Usage

This part of the documentation covers using Bosun’s user interface and the incident workflow.

Alerts and Incidents

Overview

Each alert definition has the potential to turn into multiple incidents (an instantiation of the alert). Incidents get a unique global ID and are also associated with an Alert Key. The Alert Key is made up of the alert name and the tagset. Every possible group in your top level expression is evaluated independently. As an example, with an expression like avg(q("avg:rate{counter,,1}:os.cpu{host=*}", "5m", "")) you can have the potential to create an incident for every tag-value of the “host” tag-key that has sent data for the os.cpu metric.

The lifetime of an incident

An incident gets created when the warn or crit expression evaluates to non-zero, or the alert goes unknown. Once an incident has been created it will notify users only when the lifetime severity of the incident increases. An exception to this is if you have set up notification chains, in which case the alert will send more notifications until someone acknowledges the alert.

Example:

You have an alert named high.cpu defined, and it has warn expression like avg(q(os.cpu{host=*} ...)) > 50. One of your hosts (web01) triggers the warn condition of the alert
We now have an incident, the incident will get a global ID like #23412 and will have an alert key of high.cpu{host=web01} and will have a current severity state of warn. Assuming a notification has been set up, the notification will be sent (i.e. an email)
The incident then goes back to normal severity, and then to warn again. When this happens, no notifications are sent. It is important to note that notifications are only sent when the lifetime severity of an incident increases. The lifetime of the incident continues until the alert has been closed - which is generally done by a user.
The incident can be closed when it goes back to normal state. Once the incident is closed, it is possible for a new incident to be created for the same Alert Key (high.cpu{host=web01}).

Severity States

Incidents can be in one of the following severity levels (From highest to lowest):

Unknown: When a warn or crit expression can not be evaluated because data is missing. When you define an alert bosun tracks each resulting tagset from the warn/crit expressions. If a tagset is no longer present, that instance goes into an unknown state. Since bosun has data pushed to it, unknown can mean that either data collection has failed, or that the source is down. Unknown triggers when there is no data for the tagset in 2x the check frequency duration. This means that if a query spans an hour, it will be one hour + 2x the check frequency before it triggers.
Error: There is some sort of bosun internal error such as divide by zero or “response too large” with the alert. The error can be viewed by clicking the Errors button on the dashboard
Critical: The expression that crit is equal to in the alert definition is non-zero (true). It is recommend that “Critical” be thought of as “has failed”.
Warning: The expression that warn is equal to in the alert definition is non-zero (true) and critical is not true. It is recommended that warning be thought of ha “could lead to failure”.
Normal: None of the above states.

Additional States

Active: The alert is currently in a non-normal state. This is indicated by an exclamation on the dashboard: . Alerts don’t disappear from the dashboard when they are no longer active until they are closed. This is to ensure that all alerts get handled - which reduces alert noise and fatigue.
+===+
• [Task instructions]
• a. Name every severity level that the Bosun alerts and incidents documentation says an incident can be in, ordered from highest to lowest.
• b. Proceed with the Bosun alerts and incidents documentation, picking up right after its final sentence.

• [Data extract]
+===+
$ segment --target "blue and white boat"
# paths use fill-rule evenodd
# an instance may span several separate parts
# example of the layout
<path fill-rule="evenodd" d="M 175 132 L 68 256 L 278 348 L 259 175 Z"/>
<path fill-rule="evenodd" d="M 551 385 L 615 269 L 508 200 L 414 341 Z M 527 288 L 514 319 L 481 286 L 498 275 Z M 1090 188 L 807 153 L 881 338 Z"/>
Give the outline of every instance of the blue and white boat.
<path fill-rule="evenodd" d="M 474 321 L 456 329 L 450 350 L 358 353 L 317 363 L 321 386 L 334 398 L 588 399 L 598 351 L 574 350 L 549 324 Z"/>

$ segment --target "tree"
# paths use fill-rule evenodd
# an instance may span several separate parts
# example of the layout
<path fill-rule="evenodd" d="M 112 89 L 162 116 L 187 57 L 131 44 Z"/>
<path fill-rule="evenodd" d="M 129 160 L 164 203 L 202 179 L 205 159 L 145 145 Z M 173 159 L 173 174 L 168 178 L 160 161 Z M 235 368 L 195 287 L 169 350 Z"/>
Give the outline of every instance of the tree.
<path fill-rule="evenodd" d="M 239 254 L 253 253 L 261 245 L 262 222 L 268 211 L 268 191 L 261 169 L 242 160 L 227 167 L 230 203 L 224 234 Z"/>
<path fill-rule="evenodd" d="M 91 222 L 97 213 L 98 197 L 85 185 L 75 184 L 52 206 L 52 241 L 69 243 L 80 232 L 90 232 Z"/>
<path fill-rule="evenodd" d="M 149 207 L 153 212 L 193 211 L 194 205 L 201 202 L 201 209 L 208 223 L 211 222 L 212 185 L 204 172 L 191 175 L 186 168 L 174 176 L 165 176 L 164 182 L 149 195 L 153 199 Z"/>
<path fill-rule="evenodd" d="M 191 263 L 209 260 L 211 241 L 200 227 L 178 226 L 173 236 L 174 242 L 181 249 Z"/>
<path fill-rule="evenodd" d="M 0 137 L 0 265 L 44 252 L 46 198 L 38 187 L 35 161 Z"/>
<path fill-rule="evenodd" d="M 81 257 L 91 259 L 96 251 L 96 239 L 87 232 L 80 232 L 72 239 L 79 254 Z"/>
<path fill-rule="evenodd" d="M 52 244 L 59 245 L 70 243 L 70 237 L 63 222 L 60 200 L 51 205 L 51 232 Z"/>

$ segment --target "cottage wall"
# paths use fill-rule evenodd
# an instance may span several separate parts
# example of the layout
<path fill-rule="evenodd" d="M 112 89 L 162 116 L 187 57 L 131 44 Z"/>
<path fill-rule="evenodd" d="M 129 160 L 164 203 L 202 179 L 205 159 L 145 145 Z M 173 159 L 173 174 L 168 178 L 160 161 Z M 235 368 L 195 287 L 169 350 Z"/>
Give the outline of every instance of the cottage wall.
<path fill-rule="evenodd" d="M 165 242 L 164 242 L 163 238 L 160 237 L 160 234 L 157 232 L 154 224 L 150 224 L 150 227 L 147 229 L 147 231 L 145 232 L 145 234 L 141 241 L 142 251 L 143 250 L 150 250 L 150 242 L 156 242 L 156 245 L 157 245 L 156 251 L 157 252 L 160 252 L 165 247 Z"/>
+===+
• [Task-by-task outputs]
• a. Unknown, Error, Critical, Warning, Normal

• b.
Silenced: Someone has created a silence rule that stops this alert from triggering any notification. It will also automatically close when the alert is no longer active. This is indicated by a volume off speaker icon: .
Acknowledged: Someone has acknowledged the alert, the reason and person should be available via the web interface. Acknowledged alerts stop sending notification chains as long as the severity doesn’t increase.
Unacknowledged: Nobody has acknowledged the alert yet at its current severity level.
Unevaluated: An incident is unevaluated if the dependency expression as defined in the alert’s depends keyword is non-zero. Unevaluated alerts do not change state or become unknown. If an incident is open then it will still show up on the dashboard, but with a question mark icon: . New incidents will not be created.

Dashboard

Indicators

Colors

The color of the major of the bar is the incident’s last abnormal status. The color that makes up the sliver on the left side of the bar is the incident’s current status.

Blue: Unknown
Red: Critical
Yellow: Warning
Green: Normal

Icons

An exclamation icon means the alert is currently in an active state.
A silence icon means the alert has been silenced.
A question icon means the alert is unevaluated.
A fire icon means the alert is in an error state.

Actions

Acknowledge: Prevent further notifications unless there is a state increase. This also moves it to the acknowledged section of the dashboard. When you acknowledge something you enter a name and a reason. So this means that the person has committed to fixing the problem or the alert.
Close: Make it disappear from the dashboard. This should be used when an alert is handled. Active (non-normal) alerts can not be closed (since all that will happen is that will reappear on the the dashboard after the next schedule run).
Forget: Make bosun forget about this instance of the alert. This is used on active unknown alerts. It is useful when something is not coming back (i.e. you have decommissioned a host). This act is non-destructive because if that data gets sent to bosun again everything will come back.
Force Close: Like close, but does not require alert to be in a normal state. In a few circumstances an alert can be “open” and “active” at the same time. This can occur when a host is decommissioned and an alert has ignoreUnknown set, for example. This may help to clear some of those “stuck” alerts.
Purge: Will delete an active alert and all history for that alert key. Should only be used when you absolutely want to forget all data about a host, like when shutting it down. Like forget, but does not require an alert to be unknown.
History: View a timeline of history for the selected alert instances.
Note: Attach a note to an incident. This has no impact on the behavior of the alert and is purely for communication.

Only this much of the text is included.